WHAT TO WORK ON —
Could you please reproduce every record below exactly, leaving out the pictures?

DATASET ENTRIES —

※

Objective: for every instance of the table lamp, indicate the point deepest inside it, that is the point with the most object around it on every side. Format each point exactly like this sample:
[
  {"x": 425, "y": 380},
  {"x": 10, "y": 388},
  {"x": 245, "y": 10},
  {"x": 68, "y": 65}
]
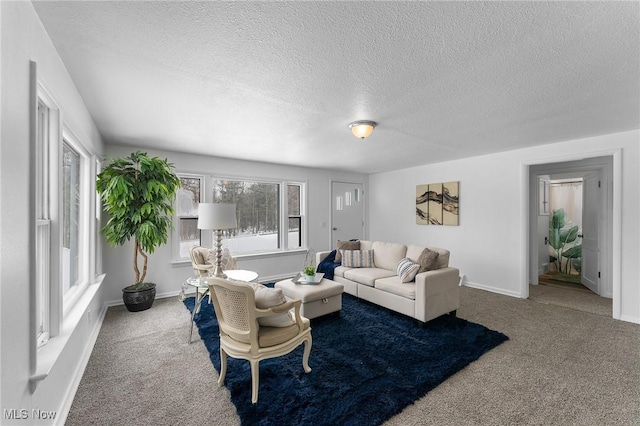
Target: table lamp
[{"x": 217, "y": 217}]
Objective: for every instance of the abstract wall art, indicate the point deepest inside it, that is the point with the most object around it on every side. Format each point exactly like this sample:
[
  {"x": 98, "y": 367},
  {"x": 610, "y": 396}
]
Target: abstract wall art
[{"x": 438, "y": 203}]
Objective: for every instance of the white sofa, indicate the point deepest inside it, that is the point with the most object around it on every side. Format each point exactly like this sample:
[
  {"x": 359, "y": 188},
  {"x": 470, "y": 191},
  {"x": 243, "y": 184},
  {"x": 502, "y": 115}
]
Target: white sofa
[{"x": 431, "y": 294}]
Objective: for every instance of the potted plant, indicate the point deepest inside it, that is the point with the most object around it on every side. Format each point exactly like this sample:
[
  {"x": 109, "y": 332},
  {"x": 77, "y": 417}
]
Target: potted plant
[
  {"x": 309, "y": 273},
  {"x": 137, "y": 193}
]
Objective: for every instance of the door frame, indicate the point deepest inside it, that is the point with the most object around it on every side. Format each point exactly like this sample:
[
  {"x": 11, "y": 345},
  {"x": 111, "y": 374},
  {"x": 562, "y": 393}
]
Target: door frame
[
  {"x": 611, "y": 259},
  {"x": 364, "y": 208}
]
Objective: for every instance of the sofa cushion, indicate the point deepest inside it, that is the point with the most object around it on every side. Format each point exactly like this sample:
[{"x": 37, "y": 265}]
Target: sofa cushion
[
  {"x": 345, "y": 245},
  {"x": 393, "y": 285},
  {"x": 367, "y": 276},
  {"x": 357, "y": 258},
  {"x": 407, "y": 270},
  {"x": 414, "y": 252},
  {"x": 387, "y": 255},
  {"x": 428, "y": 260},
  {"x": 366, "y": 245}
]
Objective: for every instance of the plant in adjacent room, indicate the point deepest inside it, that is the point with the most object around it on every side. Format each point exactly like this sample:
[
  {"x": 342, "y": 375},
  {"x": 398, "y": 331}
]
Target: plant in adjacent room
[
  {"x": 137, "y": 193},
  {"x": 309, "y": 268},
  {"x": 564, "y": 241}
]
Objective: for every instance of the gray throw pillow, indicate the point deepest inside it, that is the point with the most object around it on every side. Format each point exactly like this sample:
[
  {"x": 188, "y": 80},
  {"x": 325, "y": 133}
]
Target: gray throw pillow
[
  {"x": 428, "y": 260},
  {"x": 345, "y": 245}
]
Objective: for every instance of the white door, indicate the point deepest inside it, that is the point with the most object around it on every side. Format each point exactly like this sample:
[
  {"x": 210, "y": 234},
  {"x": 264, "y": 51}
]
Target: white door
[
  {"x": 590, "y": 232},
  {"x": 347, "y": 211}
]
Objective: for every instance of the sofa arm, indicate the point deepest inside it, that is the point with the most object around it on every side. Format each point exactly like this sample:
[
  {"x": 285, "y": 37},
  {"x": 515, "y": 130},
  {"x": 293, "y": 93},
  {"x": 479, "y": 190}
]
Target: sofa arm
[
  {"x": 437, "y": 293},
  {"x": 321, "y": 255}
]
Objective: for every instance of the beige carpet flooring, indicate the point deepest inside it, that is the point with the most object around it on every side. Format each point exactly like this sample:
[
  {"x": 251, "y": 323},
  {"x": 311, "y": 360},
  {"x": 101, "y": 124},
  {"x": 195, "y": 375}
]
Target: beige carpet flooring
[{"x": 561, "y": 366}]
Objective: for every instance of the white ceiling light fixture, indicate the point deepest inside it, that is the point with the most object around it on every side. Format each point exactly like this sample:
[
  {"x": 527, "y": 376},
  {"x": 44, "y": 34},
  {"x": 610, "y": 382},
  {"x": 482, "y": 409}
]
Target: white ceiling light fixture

※

WRITTEN ANSWER —
Objective: for every instance of the table lamp, indicate the point deepest inside it, that is the point with the most object around it on every side. Format each point exactly like this sample:
[
  {"x": 425, "y": 380},
  {"x": 10, "y": 388},
  {"x": 245, "y": 10},
  {"x": 68, "y": 65}
]
Target: table lamp
[{"x": 217, "y": 217}]
Objective: for every instance of the abstract wall art, indicate the point deepest inside it, that is the point with the most object around it on every side. Format each point exactly like this sample:
[
  {"x": 98, "y": 367},
  {"x": 610, "y": 396}
]
Target: abstract wall art
[{"x": 438, "y": 203}]
Objective: for every instance of the white sofa, indicate the point deepest inside it, that is the point with the most object around it on every side. Format each point exactly like this sample:
[
  {"x": 359, "y": 188},
  {"x": 470, "y": 191},
  {"x": 243, "y": 184},
  {"x": 502, "y": 115}
]
Target: white sofa
[{"x": 431, "y": 294}]
Objective: for every instance of the potted plant, indicate the point deepest inside it, that is the point with the most object around it on every side. Format each point exactly like this sample:
[
  {"x": 109, "y": 332},
  {"x": 77, "y": 417}
]
Target: potted plant
[
  {"x": 309, "y": 273},
  {"x": 137, "y": 193}
]
Objective: for every instance of the door frame, indicate the point deepest inside it, that is the point with the most object around it on every side. Format each point exactly like this sample:
[
  {"x": 11, "y": 345},
  {"x": 111, "y": 374},
  {"x": 562, "y": 393}
]
Target: door frame
[
  {"x": 611, "y": 259},
  {"x": 364, "y": 208}
]
Objective: for every instance of the sofa cushion, indicate the point deepest inside it, that is the point with the most object around it on every side. Format each point exactly like this sample:
[{"x": 37, "y": 265}]
Target: sofa cushion
[
  {"x": 345, "y": 245},
  {"x": 393, "y": 285},
  {"x": 367, "y": 276},
  {"x": 357, "y": 258},
  {"x": 407, "y": 270},
  {"x": 414, "y": 252},
  {"x": 387, "y": 255},
  {"x": 428, "y": 260},
  {"x": 366, "y": 245}
]
Objective: for every instance of the plant in adjacent room, indicate the point deepest inside it, that is the point with the most object around it on every side. Format each point exactly like this sample:
[
  {"x": 342, "y": 375},
  {"x": 398, "y": 331}
]
Target: plant in adjacent room
[
  {"x": 137, "y": 193},
  {"x": 309, "y": 268},
  {"x": 564, "y": 241}
]
Objective: for every instance of the gray throw pillow, indicate the point deepest inside it, that is the point with the most object around it on every side. Format each point exactly like this sample:
[
  {"x": 188, "y": 80},
  {"x": 325, "y": 133}
]
Target: gray throw pillow
[
  {"x": 428, "y": 260},
  {"x": 345, "y": 245}
]
Objective: for every instance of the white door, indicate the point deepest inside it, that is the point with the most object around it on every side. Format each point exactly like this sample:
[
  {"x": 210, "y": 234},
  {"x": 264, "y": 51}
]
Target: white door
[
  {"x": 590, "y": 232},
  {"x": 347, "y": 211}
]
Objective: for every instance of the sofa arm, indicate the point deepest inside it, that is the point with the most object around it on every side. Format each point exactly like this sample:
[
  {"x": 285, "y": 37},
  {"x": 515, "y": 130},
  {"x": 293, "y": 93},
  {"x": 479, "y": 190}
]
Target: sofa arm
[
  {"x": 437, "y": 293},
  {"x": 321, "y": 255}
]
Objective: for every instance of the beige carpet flooring, indicate the point deepest inside it, that is the point with the most object around it on every side. Format each point exactly like this sample:
[
  {"x": 251, "y": 323},
  {"x": 311, "y": 360},
  {"x": 101, "y": 124},
  {"x": 195, "y": 375}
]
Target: beige carpet flooring
[{"x": 561, "y": 366}]
Objective: for every instance of the white ceiling light fixture, indicate the point deepest inside it, that is the point with the most object around it on every side. Format each point exactly like this sample:
[
  {"x": 527, "y": 376},
  {"x": 44, "y": 34},
  {"x": 610, "y": 382},
  {"x": 482, "y": 409}
]
Target: white ceiling light fixture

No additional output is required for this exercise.